**WHAT THIS TASK INVOLVES:** Beneath this sentence is a set of records; write each of them out exactly.

== EXERCISE DATA

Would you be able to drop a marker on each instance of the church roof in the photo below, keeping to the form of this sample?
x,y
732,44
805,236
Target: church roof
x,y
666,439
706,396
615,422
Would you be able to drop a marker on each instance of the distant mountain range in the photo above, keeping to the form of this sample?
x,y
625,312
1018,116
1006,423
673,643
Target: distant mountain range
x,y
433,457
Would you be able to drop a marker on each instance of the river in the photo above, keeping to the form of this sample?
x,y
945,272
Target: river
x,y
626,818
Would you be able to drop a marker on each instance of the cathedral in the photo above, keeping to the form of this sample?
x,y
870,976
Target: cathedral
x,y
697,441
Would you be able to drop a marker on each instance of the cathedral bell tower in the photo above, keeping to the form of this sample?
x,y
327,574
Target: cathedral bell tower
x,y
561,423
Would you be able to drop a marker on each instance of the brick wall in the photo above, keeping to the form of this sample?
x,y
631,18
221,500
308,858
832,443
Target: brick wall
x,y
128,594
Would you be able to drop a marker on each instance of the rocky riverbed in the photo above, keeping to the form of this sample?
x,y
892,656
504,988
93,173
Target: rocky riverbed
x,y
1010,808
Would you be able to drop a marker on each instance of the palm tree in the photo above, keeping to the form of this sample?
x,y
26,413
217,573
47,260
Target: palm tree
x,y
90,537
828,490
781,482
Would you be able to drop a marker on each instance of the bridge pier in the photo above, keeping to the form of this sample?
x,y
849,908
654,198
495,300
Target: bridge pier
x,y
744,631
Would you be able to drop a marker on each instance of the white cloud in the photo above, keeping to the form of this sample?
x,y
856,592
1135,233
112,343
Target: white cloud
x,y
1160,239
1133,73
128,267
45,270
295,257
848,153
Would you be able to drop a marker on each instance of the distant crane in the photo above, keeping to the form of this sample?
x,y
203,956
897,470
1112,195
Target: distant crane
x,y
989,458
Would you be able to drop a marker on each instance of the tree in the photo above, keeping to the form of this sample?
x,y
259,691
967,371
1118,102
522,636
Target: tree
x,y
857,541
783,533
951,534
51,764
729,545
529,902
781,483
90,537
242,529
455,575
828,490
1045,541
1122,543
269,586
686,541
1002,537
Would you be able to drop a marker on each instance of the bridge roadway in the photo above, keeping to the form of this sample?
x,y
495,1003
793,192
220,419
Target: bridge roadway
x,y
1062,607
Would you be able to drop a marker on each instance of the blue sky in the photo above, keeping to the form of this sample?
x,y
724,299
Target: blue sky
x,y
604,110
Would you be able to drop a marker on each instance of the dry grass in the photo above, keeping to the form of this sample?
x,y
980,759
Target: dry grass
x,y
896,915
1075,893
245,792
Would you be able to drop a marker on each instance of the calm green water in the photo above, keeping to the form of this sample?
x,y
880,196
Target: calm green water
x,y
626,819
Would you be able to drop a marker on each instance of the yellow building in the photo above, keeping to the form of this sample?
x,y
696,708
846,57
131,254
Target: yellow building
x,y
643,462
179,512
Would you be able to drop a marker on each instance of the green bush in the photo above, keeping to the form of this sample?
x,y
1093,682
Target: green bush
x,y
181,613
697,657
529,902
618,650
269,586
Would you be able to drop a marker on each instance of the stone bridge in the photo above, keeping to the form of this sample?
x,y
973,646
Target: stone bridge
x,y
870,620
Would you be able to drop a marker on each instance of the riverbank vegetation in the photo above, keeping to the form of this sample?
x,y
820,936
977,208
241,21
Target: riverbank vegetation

====

**TASK ANSWER:**
Would you be able to drop a marker on each instance of the church roof in the photo below, keeping to the form of this sample?
x,y
732,44
805,236
Target: church roof
x,y
666,439
706,396
615,422
Would you be able to drop a marker on each instance of the distant mountain range in the photo above, keeping to the form of this sample?
x,y
625,312
1018,116
1006,423
673,643
Target: distant mountain range
x,y
433,457
Would you be able to drop a marker on each instance of the river in the photo above, keeping to the form of this sample?
x,y
945,272
Target: river
x,y
626,818
Would you be able to drop a marker on each instance of the cathedral in the photo above, keeping to the form of this sample?
x,y
870,976
Target: cathedral
x,y
697,441
Would you be able to drop a marker on each instance of the cathedral bell tower in the photo above, keeping to the form of this sample?
x,y
327,574
Target: cathedral bell tower
x,y
561,423
Would you be able to drop a marker on each instance of the brick wall in the photo above, keeping to the form of this sample?
x,y
631,18
221,500
308,858
832,443
Target: brick wall
x,y
128,594
Would you be able to drop a marker on each instance of the rocky riverbed in the photo above, keeping to the form of this sample?
x,y
892,656
504,988
93,173
Target: rocky riverbed
x,y
1010,808
Would you be able to drop a marker on each instance of the palm tree in the photo above, keeping to the form of this sample?
x,y
26,413
217,573
47,260
Target: palm tree
x,y
90,537
828,490
781,482
Would you be able to drop a marker on each instance of the bridge pier in the photo above, keeping to the form of this sample?
x,y
849,908
654,198
495,300
Target: bridge pier
x,y
744,631
Would you be able to drop a marker on each instance of the white cloud in the photo above, keeping to the form of this sample?
x,y
856,592
1135,233
112,343
Target: white cloud
x,y
1160,239
1133,73
128,267
45,270
295,257
848,153
Would you be able to drop a marker on each instance of the distant crane in the photo above, keeping to the form of this sample?
x,y
203,956
897,470
1112,195
Target: distant crane
x,y
989,458
Would you be able to drop a marker on each instance of the tree in the photo above, keeping to the form of this sample?
x,y
259,691
967,371
1118,102
522,636
Target: tree
x,y
857,541
783,533
951,534
51,764
729,545
529,902
781,483
90,537
242,529
455,575
828,490
1045,541
1122,543
269,586
686,541
1002,537
Would you be able to drop a marker on each instance of the bridge roadway in the photo above, keeping to the form of this sample?
x,y
495,1003
793,192
220,419
Target: bridge roadway
x,y
1062,607
Would you be able to drop a marker on each instance of the blue sky in the photo above, keeping to the form of this sample?
x,y
724,299
Target: blue sky
x,y
604,110
Would you be able to drop a marker on each instance of the dry grass in the photo above, keeping to the form of this sample?
x,y
980,759
Target: dry grass
x,y
896,915
1075,893
245,792
Would you be able to drop a marker on each instance of the calm green water in the photo above, keeping to the form of this sample?
x,y
880,196
Target: calm green water
x,y
626,819
Would you be able to drop a marker on each instance of the yellow building in the photo above, keeping to the form of this sample?
x,y
696,708
846,57
131,254
Target: yellow building
x,y
643,462
179,512
Would you be able to drop a marker on each instance of the green bush in the photo above, keeping to the form of this sample?
x,y
1093,682
Target: green bush
x,y
181,613
697,657
529,902
618,650
269,586
Would you be able to drop a marker on each instance of the stone bridge in the photo above, keeping to the form of this sample?
x,y
973,646
Target: stone bridge
x,y
870,620
Would you be able to drop a marker on each instance of the riverbank vegetation in the photo above, keeping to the form of this sample?
x,y
820,936
977,208
241,21
Target: riverbank vegetation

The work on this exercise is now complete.